[Stored data entries]
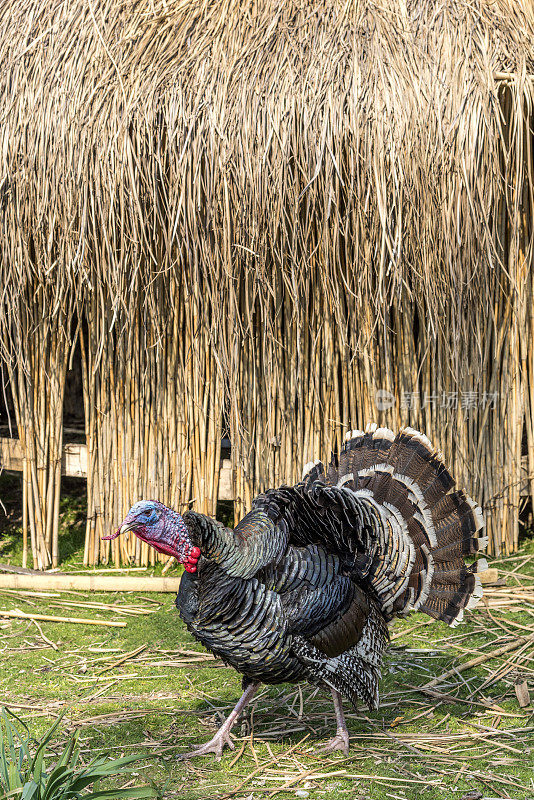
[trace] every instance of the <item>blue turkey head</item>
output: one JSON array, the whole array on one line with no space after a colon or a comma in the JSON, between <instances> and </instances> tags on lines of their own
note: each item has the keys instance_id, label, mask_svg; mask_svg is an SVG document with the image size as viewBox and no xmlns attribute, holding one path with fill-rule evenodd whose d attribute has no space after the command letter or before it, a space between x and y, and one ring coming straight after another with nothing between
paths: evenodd
<instances>
[{"instance_id":1,"label":"blue turkey head","mask_svg":"<svg viewBox=\"0 0 534 800\"><path fill-rule=\"evenodd\" d=\"M128 511L115 533L103 539L116 539L132 531L142 542L183 564L188 572L196 572L200 550L189 537L183 517L156 500L140 500Z\"/></svg>"}]
</instances>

### YOUR GOAL
Repeat only the lines between the start of the data and the line with "output: one JSON", including those two lines, and skip the pictures.

### ANSWER BELOW
[trace] every instance of the <item>blue turkey head</item>
output: one JSON array, the whole array on one line with no space after a colon or a comma in the JSON, between <instances> and </instances> tags on lines of their own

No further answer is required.